Daftar Tugas
a) Tulis ulang bagian bacaan tentang ruang terbuka hijau Banda Aceh dari "Mengingat pentingnya peranan" sampai "desa/gampong (90 gampong).", lalu ganti "Pemko Banda Aceh" dengan "Pemerintah Kota Banda Aceh".
b) Teruskan bacaan tentang ruang terbuka hijau Kota Banda Aceh setelah kalimat terakhirnya.

##### Teks Bacaan #####

Mengingat pentingnya peranan ruang terbuka hijau dalam visi green city, Pemko Banda Aceh telah melahirkan Qanun No. 4 Tahun 2009 tentang RTRW Kota Banda Aceh 2009-2029. Dalam qanun ini, ditetapkan bahwa pengembangan ruang terbuka hijau (RTH) meliputi taman kota, hutan kota, jalur hijau jalan, sabuk hijau, RTH pengaman sungai dan pantai atau RTH tepi air. Pengaturan ruang terbuka hijau (RTH) di Kota Banda Aceh disebar pada setiap desa/gampong (90 gampong).

Jumlah RTH hingga tahun 2011 meliputi taman kota tersebar pada 40 gampong dan hutan kota tersebar pada 19 gampong. Target pencapaian RTH gampong setiap 5 tahun sebanyak 12 taman kota dan 18 hutan kota sehingga pada tahun 2029 pemanfaatan ruang terbuka hijau telah tersebar merata di seluruh gampong di Kota Banda Aceh.

##### Data Ditampilkan #####

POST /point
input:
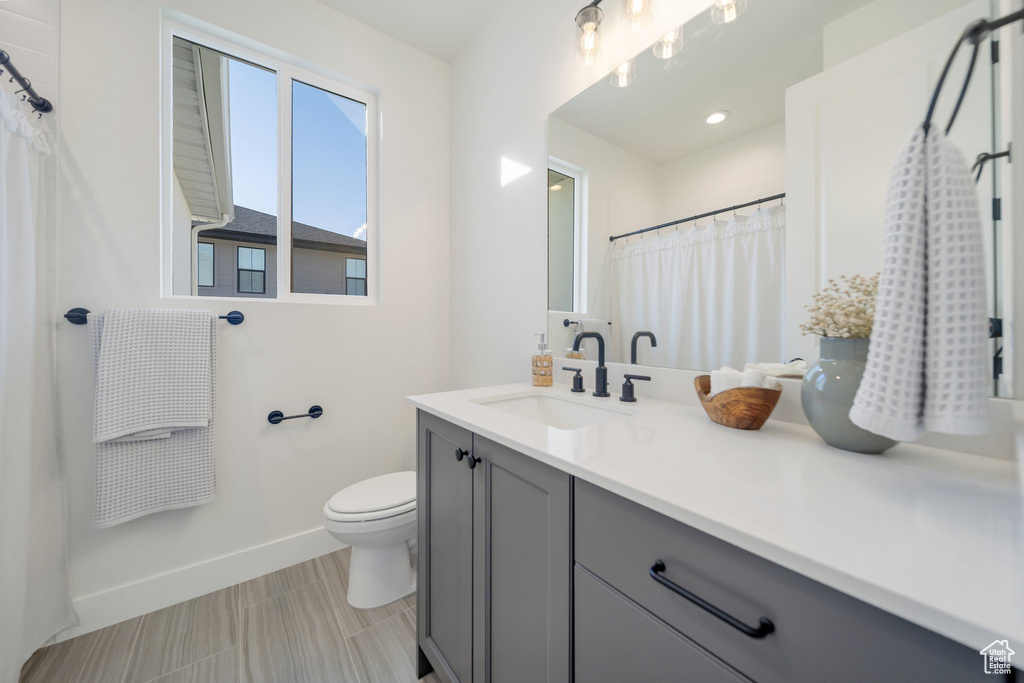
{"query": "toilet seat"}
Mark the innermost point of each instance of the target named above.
(378, 498)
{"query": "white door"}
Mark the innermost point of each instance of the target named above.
(844, 128)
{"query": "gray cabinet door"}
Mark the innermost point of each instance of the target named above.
(444, 506)
(522, 568)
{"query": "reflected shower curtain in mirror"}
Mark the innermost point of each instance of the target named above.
(35, 602)
(712, 294)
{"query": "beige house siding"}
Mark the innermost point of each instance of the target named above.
(225, 269)
(313, 270)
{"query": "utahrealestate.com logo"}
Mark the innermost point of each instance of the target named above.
(997, 657)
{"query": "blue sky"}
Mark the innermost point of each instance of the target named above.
(329, 152)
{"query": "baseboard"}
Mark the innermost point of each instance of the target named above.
(117, 604)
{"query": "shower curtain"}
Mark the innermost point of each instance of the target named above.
(35, 601)
(712, 294)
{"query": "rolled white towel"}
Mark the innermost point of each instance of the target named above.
(798, 367)
(727, 378)
(753, 377)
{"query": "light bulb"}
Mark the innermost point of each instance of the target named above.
(588, 38)
(669, 45)
(637, 13)
(624, 75)
(727, 10)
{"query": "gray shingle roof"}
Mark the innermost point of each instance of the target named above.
(259, 227)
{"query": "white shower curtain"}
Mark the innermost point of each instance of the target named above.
(711, 294)
(35, 601)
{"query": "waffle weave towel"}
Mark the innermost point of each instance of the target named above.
(927, 365)
(154, 429)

#####

Kunci Jawaban
a)
Mengingat pentingnya peranan ruang terbuka hijau dalam visi green city, Pemerintah Kota Banda Aceh telah melahirkan Qanun No. 4 Tahun 2009 tentang RTRW Kota Banda Aceh 2009-2029. Dalam qanun ini, ditetapkan bahwa pengembangan ruang terbuka hijau (RTH) meliputi taman kota, hutan kota, jalur hijau jalan, sabuk hijau, RTH pengaman sungai dan pantai atau RTH tepi air. Pengaturan ruang terbuka hijau (RTH) di Kota Banda Aceh disebar pada setiap desa/gampong (90 gampong).

b)
Sesuai dengan RTRW Kota Banda Aceh Tahun 2009-2029, pemerintah Kota Banda Aceh menargetkan RTH publik sebesar 20,52%. Hingga tahun 2011 ini luas RTH (ruang terbuka hijau) yang dimiliki oleh Pemerintah Kota adalah sebesar ± 12,0%. Untuk mencapai target 20,52% tersebut, Pemerintah Kota terus berupaya mengimplemetasikan berbagai kebijakan dan program perluasan ruang terbuka hijau.
Untuk RTH privat, kebijakan Pemerintah Kota Banda Aceh sudah menerapkan RTH seluas 30 – 40% dari setiap persil bangunan, dimana angka persentase luasan RTH ini sudah melebihi target yang ditetapkan dalam UU Nomor 26 Tahun 2007 tentang Penataan Ruang yaitu 10%. RTH yang dikembangkan di Banda Aceh meliputi sempadan sungai, sempadan pantai, sepanjang jaringan jalan, pemakaman, taman kota yang tersebar pada setiap kecamatan, dan hutan kota.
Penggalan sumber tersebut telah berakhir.